*Tasks to carry out*.
1: Reproduce the passage of the St. Anthony Main history that starts with "By the 1850s" and goes on through "of St. Anthony.".
2: Carry on the history of the St. Anthony Main district from the point where it stops.

(Text segment begins)

ST. ANTHONY MAIN.

The St. Anthony Main commercial district along Main Street SE is one of the oldest surviving urban commercial areas in Minneapolis and closely tied to the very origins of the city itself.

Long before Minneapolis existed, the east side of the Mississippi River at St. Anthony Falls became an important center of trade, milling, and settlement. In 1848, Franklin Steele established one of the first sawmills near the falls, taking advantage of the only major waterfall on the Mississippi River as a source of industrial power. The nearby village of St. Anthony was formally platted in 1849 and quickly emerged as a booming frontier town built around lumber, flour milling, river commerce, and rail transportation. Main Street SE became the central commercial spine of this early settlement, lined with hotels, saloons, shops, warehouses, and industrial buildings serving workers, merchants, and travelers.

By the 1850s and 1860s, Main Street SE had become one of the most active commercial corridors in the region. Many of the district’s oldest surviving masonry buildings date from this period, including the Upton Block and the Martin & Morrison buildings, which are among the oldest commercial structures remaining in Minneapolis today. The corridor developed a dense mix of warehouses, machine shops, offices, boarding houses, and riverfront businesses closely connected to the enormous industrial activity surrounding St. Anthony Falls. During this period, St. Anthony and Minneapolis existed as separate municipalities on opposite sides of the river, though their economies were deeply interconnected through milling and trade. In 1872, the two cities officially merged into Minneapolis, but the east bank riverfront retained its own distinct identity rooted in the earlier village of St. Anthony.

As Minneapolis industrialized in the late nineteenth and early twentieth centuries, the surrounding riverfront became one of the most important milling districts in the world. While massive flour mills increasingly dominated the west bank near downtown, the east bank around Main Street SE continued functioning as a mixed commercial and industrial district. Warehouses, manufacturing buildings, machine shops, and small businesses filled the corridor, while nearby railroad infrastructure and bridges linked the district to the broader regional economy. Historic landmarks such as the Pillsbury “A” Mill, the Stone Arch Bridge, and the cobblestone and brick streets of Main Street helped define the district’s industrial character. Even as other parts of Minneapolis modernized, much of the older building stock along Main Street survived due to the area’s continued industrial use and relatively limited redevelopment during the mid-twentieth century.

(Text segment ends)
(Input data begins)

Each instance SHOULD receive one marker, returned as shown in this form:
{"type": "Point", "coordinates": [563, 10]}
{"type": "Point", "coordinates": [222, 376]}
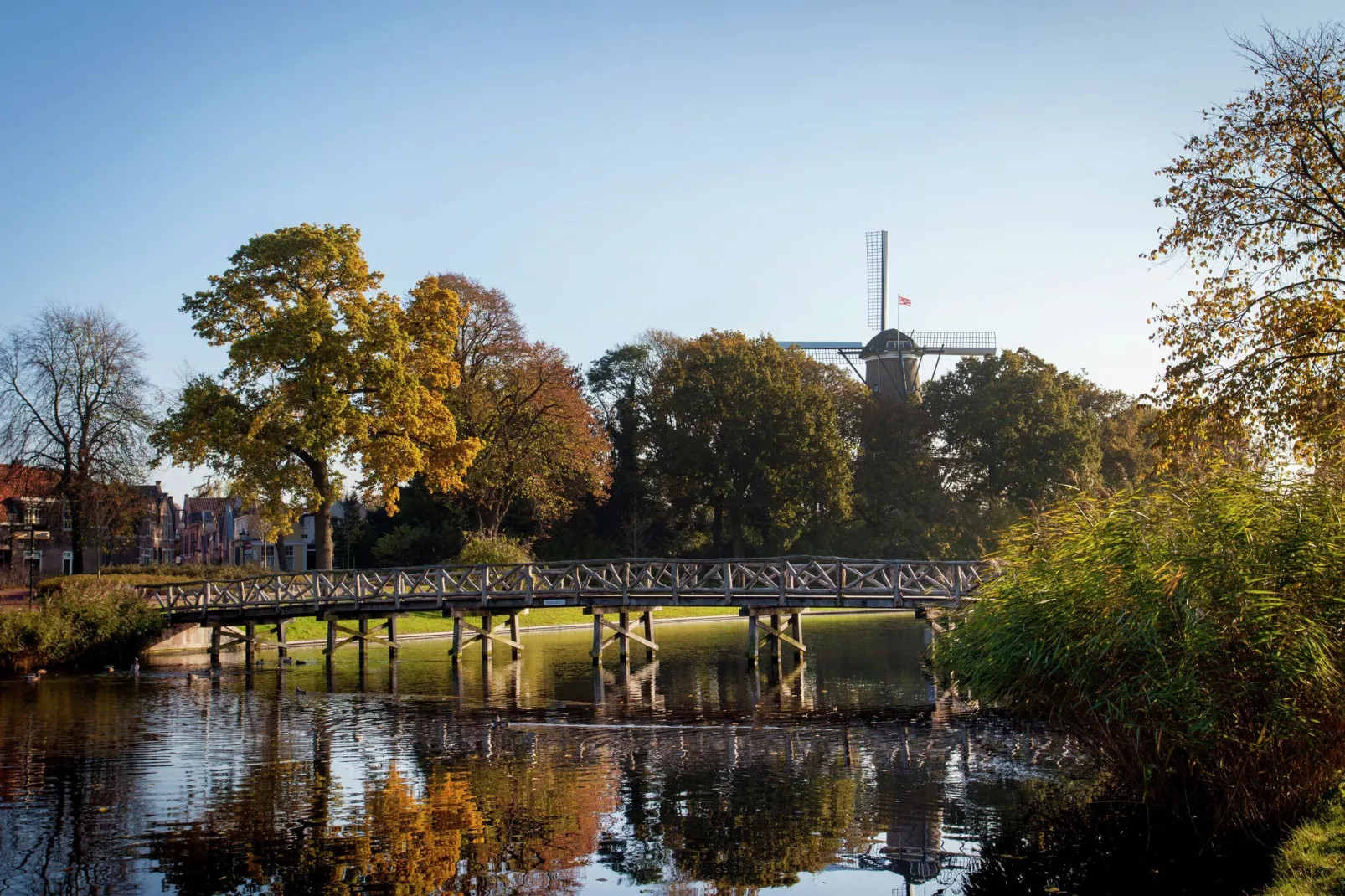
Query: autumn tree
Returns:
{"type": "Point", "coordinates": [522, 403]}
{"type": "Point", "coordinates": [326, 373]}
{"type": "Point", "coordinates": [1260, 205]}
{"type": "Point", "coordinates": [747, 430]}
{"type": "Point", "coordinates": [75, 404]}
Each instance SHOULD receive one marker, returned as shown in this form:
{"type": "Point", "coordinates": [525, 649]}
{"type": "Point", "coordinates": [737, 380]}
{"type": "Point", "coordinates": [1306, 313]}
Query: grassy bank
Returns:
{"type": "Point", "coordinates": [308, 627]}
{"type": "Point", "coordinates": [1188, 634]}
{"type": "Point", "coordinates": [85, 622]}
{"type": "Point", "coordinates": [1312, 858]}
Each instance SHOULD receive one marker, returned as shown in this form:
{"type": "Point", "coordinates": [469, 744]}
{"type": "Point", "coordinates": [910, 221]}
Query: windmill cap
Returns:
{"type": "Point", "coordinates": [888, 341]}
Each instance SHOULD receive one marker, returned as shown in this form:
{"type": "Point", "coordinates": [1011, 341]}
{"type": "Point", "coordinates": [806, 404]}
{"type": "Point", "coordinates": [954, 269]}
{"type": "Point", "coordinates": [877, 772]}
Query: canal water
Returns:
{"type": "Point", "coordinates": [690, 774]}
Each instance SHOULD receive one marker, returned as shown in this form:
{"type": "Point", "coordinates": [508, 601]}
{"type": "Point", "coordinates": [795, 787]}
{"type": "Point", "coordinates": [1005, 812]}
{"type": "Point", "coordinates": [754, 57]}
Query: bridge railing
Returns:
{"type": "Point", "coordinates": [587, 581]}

(Input data ends)

*Answers provided*.
1:
By the 1850s and 1860s, Main Street SE had become one of the most active commercial corridors in the region. Many of the district’s oldest surviving masonry buildings date from this period, including the Upton Block and the Martin & Morrison buildings, which are among the oldest commercial structures remaining in Minneapolis today. The corridor developed a dense mix of warehouses, machine shops, offices, boarding houses, and riverfront businesses closely connected to the enormous industrial activity surrounding St. Anthony Falls. During this period, St. Anthony and Minneapolis existed as separate municipalities on opposite sides of the river, though their economies were deeply interconnected through milling and trade. In 1872, the two cities officially merged into Minneapolis, but the east bank riverfront retained its own distinct identity rooted in the earlier village of St. Anthony.

2:
By the 1950s and 1960s, however, much of the riverfront had entered a period of decline as rail shipping patterns changed and older industrial uses faded. Portions of the area became underutilized or vacant, and the historic riverfront faced uncertain prospects. A turning point came in 1968 when architect Peter Nelson Hall purchased and restored the Pracna Building, helping spark renewed interest in Main Street SE and the historic riverfront. During the 1970s and 1980s, developers, preservationists, and civic leaders began transforming the area into one of Minneapolis’ earliest large-scale historic adaptive reuse districts. The Saint Anthony Main complex opened as a festival marketplace in the 1980s, bringing restaurants, shops, entertainment venues, and public gathering spaces back to the riverfront while preserving many historic buildings.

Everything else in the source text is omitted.